### Document section

Reviews

Greta Gerwig’s Little Women is a Gift

Little Women (2019 | USA | 135 minutes | Greta Gerwig)

Greta Gerwig made her solo directorial debut with Lady Bird, one of the decade’s finest, a highly personal, semi-autobiographical story starring Saoirse Ronan as a young woman finding her identity in late-century Sacramento. This Christmas, with Little Women, she brings us a modern take on a centuries-old classic, also starring Saorise Ronan as a young woman finding her voice as an artist. I hope that these two continue to make movies together forever.

Louisa May Alcott’s story of four sisters growing up during the Civil War, living in “genteel poverty” has been the subject of many adaptations for television, stage, and screen. I’m a bit embarrassed to say that I never read the book and barely remember the 1994 film adaptation. I adored Gerwig’s treatment of the story, but feel hobbled in my ability to fully contextualize and admire all the choices she made in bringining her own generous and humane sensibilities to the project while honoring the spirit of a long-revered text. For me, it worked beautifully, but I’ll be curious to hear responses from those who grew up with the novel as a sacred (or at least pageworn) text.

Chief among her assets is ability to convene an unassailable company of Millennial A-listers for her cast. As the film opens in the approximate “present” tense: we meet an ink-stained Jo March (Saorise Ronan, ever a triumph of range and restraint) selling a story in a New York City publishing office to a cranky mutton-chopped Tracy Letts (what a gift!). Her celebratory run through the streets of the city back to the boarding house where she’s been living, working as a governess by day and writing short stories at night to earn money for her family, establishes the crackles of joy that flow through the rest of the film. It’s been rightly compared to Gerwig’s own iconic sprint in Frances Ha, with which it shares a big mood. Elsewhere, her older sister Meg (Emma Watson) has settled into married life, bemoaning the indignities of being poor, and impulse shopping for fabric to make herself a fancy new dress even though it throws the domestic budget into turmoil. We get a glimpse of Beth (Eliza Scanlen), sickly and home alone playing her beloved piano before hopping across the pond where Amy (Florence Pugh, having a hell of a year) is in Paris honing her painting skills, riding around in carriages with their elderly opinionated aunt (Meryl Streep in her best Dowager Countess), courting a wealthy suitor, and happening upon their roustabout neighbor Teddy Laurie (Timothée Chalamet, devilishly charming and an adept physical comedian to boot). The existence of the obscenely wealthy spinster aunt alongside a struggling family is possibly less explored here than it ought to be, perhaps because it would over complicate the plot.

######
### Record list

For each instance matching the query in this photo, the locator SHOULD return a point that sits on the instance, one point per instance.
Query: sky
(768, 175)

######
### Record list

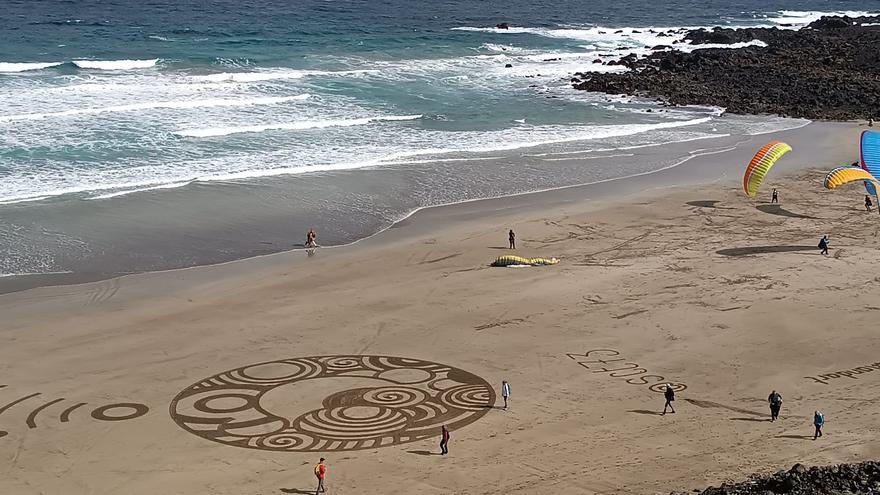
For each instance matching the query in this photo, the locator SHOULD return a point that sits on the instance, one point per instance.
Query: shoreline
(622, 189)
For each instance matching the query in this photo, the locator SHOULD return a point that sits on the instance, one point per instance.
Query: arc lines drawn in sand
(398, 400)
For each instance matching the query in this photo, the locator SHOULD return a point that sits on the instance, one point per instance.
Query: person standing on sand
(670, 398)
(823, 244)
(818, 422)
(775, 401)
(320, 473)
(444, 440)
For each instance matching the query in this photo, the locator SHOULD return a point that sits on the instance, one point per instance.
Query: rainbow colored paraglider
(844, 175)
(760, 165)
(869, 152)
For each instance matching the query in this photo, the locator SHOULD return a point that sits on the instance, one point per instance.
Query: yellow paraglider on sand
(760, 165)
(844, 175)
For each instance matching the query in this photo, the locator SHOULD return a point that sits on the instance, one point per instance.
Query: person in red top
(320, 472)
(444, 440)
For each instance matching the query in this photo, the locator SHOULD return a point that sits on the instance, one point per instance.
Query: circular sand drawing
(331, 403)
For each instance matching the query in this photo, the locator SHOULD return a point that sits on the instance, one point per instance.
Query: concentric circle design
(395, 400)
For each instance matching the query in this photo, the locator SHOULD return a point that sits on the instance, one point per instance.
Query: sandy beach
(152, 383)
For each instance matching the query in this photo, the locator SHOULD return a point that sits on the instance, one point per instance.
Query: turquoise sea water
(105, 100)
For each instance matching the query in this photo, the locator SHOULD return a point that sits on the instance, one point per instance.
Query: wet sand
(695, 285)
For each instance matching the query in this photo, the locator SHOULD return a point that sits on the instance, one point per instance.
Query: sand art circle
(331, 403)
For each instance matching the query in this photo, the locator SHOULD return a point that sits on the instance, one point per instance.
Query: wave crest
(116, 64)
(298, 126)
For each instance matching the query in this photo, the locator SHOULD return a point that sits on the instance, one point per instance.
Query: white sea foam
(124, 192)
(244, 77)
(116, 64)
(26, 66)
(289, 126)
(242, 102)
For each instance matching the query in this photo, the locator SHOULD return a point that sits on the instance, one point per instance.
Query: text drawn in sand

######

Exercise instructions: In two sentences, summarize the review of Little Women.

Response to this exercise: The reviewer admires Greta Gerwig's adaptation of Louisa May Alcott's story of four sisters growing up in genteel poverty during the Civil War, though having never read the book they feel unable to fully judge her choices. They praise her strong cast and describe the opening, where Jo sells a story in New York while Meg struggles in married life, Beth is sick at home, and Amy studies painting in Paris with their wealthy aunt.